* **TASK PROMPT**
With no words added or dropped, transcribe the listing that follows.

* **AVAILABLE DATA**
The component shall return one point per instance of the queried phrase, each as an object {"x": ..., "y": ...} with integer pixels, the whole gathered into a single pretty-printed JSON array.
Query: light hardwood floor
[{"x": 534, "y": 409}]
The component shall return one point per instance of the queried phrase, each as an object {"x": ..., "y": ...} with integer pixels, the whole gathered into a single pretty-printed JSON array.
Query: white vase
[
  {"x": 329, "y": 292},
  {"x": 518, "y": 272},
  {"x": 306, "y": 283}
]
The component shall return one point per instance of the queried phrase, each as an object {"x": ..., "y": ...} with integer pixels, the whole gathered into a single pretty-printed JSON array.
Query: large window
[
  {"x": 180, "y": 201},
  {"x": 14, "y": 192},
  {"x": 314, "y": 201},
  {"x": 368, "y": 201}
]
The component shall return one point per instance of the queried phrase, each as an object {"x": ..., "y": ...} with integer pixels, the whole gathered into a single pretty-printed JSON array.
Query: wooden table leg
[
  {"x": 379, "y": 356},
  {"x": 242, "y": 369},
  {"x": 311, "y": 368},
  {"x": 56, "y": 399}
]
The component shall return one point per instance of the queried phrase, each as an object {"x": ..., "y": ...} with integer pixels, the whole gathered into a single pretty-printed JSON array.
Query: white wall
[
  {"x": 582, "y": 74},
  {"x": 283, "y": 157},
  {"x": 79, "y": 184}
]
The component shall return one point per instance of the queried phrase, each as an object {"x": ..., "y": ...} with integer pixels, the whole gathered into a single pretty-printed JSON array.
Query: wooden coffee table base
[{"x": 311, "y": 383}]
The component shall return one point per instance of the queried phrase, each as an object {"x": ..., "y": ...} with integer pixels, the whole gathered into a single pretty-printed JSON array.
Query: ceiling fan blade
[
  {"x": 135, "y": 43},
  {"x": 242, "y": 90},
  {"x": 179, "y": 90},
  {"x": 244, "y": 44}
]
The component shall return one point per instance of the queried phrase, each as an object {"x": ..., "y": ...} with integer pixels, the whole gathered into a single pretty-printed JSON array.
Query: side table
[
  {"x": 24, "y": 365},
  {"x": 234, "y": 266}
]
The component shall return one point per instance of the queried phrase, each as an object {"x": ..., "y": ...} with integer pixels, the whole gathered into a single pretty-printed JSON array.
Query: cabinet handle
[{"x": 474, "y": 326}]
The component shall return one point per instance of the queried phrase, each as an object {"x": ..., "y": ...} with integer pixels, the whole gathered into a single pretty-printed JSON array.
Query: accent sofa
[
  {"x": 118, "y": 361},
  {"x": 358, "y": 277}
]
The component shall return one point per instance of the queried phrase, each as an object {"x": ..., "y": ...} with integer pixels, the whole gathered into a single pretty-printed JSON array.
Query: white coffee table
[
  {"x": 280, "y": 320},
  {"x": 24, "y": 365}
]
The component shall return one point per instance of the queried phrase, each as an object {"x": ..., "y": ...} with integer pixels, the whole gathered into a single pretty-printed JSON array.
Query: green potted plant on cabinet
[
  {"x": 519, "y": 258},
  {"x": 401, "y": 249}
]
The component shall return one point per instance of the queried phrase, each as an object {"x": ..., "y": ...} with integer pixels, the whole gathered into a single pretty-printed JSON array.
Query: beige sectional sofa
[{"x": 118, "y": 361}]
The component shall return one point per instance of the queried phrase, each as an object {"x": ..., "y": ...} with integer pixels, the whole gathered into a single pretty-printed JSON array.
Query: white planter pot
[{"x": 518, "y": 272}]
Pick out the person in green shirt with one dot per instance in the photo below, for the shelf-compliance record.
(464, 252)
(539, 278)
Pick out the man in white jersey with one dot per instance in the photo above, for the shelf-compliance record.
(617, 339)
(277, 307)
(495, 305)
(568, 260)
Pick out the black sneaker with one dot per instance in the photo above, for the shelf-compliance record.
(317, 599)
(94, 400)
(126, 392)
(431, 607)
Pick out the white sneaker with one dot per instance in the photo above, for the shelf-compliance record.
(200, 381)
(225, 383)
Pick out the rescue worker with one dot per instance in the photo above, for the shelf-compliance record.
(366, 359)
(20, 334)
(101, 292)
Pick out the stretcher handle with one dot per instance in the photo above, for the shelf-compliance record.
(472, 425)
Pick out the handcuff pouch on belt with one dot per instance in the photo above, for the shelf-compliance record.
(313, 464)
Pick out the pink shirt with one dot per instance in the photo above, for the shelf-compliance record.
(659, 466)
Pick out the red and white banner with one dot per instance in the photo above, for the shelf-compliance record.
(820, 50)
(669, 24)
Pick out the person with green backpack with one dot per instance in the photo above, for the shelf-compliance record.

* **WRITTEN ANSWER**
The component shall return one point per instance of the queried phrase, each as an object {"x": ..., "y": ...} with integer pixels, the whole gathered into a single pretty-printed JSON array.
Query: light hardwood floor
[{"x": 534, "y": 409}]
The component shall return one point per instance of the queried phrase, each as an object {"x": ..., "y": ...} with integer pixels, the whole gathered into a single pretty-printed JSON array.
Query: white vase
[
  {"x": 329, "y": 292},
  {"x": 518, "y": 272},
  {"x": 306, "y": 283}
]
The component shall return one point per instance of the queried phrase, each as an object {"x": ..., "y": ...} with integer pixels, the whole gathered into a single pretty-printed JSON array.
Query: large window
[
  {"x": 180, "y": 201},
  {"x": 14, "y": 192},
  {"x": 314, "y": 201},
  {"x": 368, "y": 201}
]
The component shall return one point per instance of the queried phrase, each as an object {"x": ..., "y": ...} with integer pixels, the whole gathered into a single pretty-printed JSON array.
Query: wooden table leg
[
  {"x": 379, "y": 356},
  {"x": 242, "y": 369},
  {"x": 311, "y": 368},
  {"x": 56, "y": 399}
]
The component shall return one point per instance of the queried phrase, each as an object {"x": ..., "y": ...} with integer pixels, the whole gathered into a single pretty-printed JSON array.
Query: white wall
[
  {"x": 582, "y": 74},
  {"x": 283, "y": 157},
  {"x": 79, "y": 184}
]
The component shall return one point per instance of the queried phrase, each as an object {"x": ..., "y": ...} with integer pixels, the whole gathered into a single pretty-printed JSON array.
Query: wooden coffee table base
[{"x": 311, "y": 383}]
The component shall return one point per instance of the queried phrase, each as an object {"x": ..., "y": ...} with integer pixels, the whole gathered into a single pretty-printed JSON array.
Query: ceiling fan blade
[
  {"x": 135, "y": 43},
  {"x": 242, "y": 90},
  {"x": 179, "y": 90},
  {"x": 244, "y": 44}
]
The component shall return one point per instance of the queried phrase, each as an object {"x": ..., "y": ...} with integer pixels, the whole gathered into a single pretty-printed JSON array.
Query: side table
[
  {"x": 24, "y": 365},
  {"x": 234, "y": 266}
]
The component shall return one point per instance of the queried phrase, each as an object {"x": ..., "y": ...} with integer pixels, the whole gathered into a single pretty-printed JSON array.
Query: cabinet handle
[{"x": 474, "y": 326}]
The component shall return one point per instance of the queried phrase, each as an object {"x": ..., "y": ...} with integer pixels, the whole gathered into a single pretty-printed JSON array.
Query: accent sofa
[
  {"x": 118, "y": 361},
  {"x": 358, "y": 277}
]
The component shall return one point per instance of the queried phrase, each as an object {"x": ..., "y": ...} with integer pixels, the whole gathered into a single pretty-printed JSON array.
Query: white coffee table
[
  {"x": 280, "y": 320},
  {"x": 24, "y": 365}
]
The component shall return one point per instance of the queried phrase, each as an object {"x": ..., "y": ...} with integer pixels, the whole gathered into a single pretty-printed JSON array.
Query: green potted plant on cabinet
[
  {"x": 519, "y": 258},
  {"x": 401, "y": 249}
]
The component shall return one point per instance of the queried phrase, each as an object {"x": ..., "y": ...} with integer pixels, the whole gathered into a single pretty-printed JSON array.
Query: beige sectional sofa
[{"x": 118, "y": 361}]
The component shall return one point per instance of the queried phrase, each as an object {"x": ..., "y": ...} with integer pixels, the whole gathered into a single pretty-printed JSON array.
Query: white planter pot
[{"x": 518, "y": 272}]
Pick out the person in green shirt with one dot per instance in the photo below, for the shelf-compliance record.
(464, 252)
(539, 278)
Pick out the man in white jersey with one dot per instance in the photo above, for the shelf-compliance record.
(617, 339)
(277, 307)
(495, 305)
(568, 260)
Pick out the black sneaker with one dot per instance in the photo above, for the shelf-compliance record.
(317, 599)
(94, 400)
(126, 392)
(431, 607)
Pick out the white sneaker with one dot per instance in the photo above, for the shelf-compliance record.
(200, 381)
(225, 383)
Pick out the rescue worker with one dot per instance in the photo above, for the shelf-compliance record.
(366, 359)
(20, 334)
(101, 292)
Pick out the stretcher handle with one dot per instance in the photo above, for the shelf-compliance record.
(472, 425)
Pick out the handcuff pouch on belt with one dot per instance in the photo above, for the shelf-compliance record.
(313, 464)
Pick out the pink shirt with one dot per instance in the photo above, for the shelf-compliance record.
(659, 466)
Pick out the red and white banner with one dot per instance in the photo above, for the shelf-compliance record.
(820, 50)
(669, 24)
Pick out the person with green backpack with one dot per instance in the photo above, for the shelf-compliance record.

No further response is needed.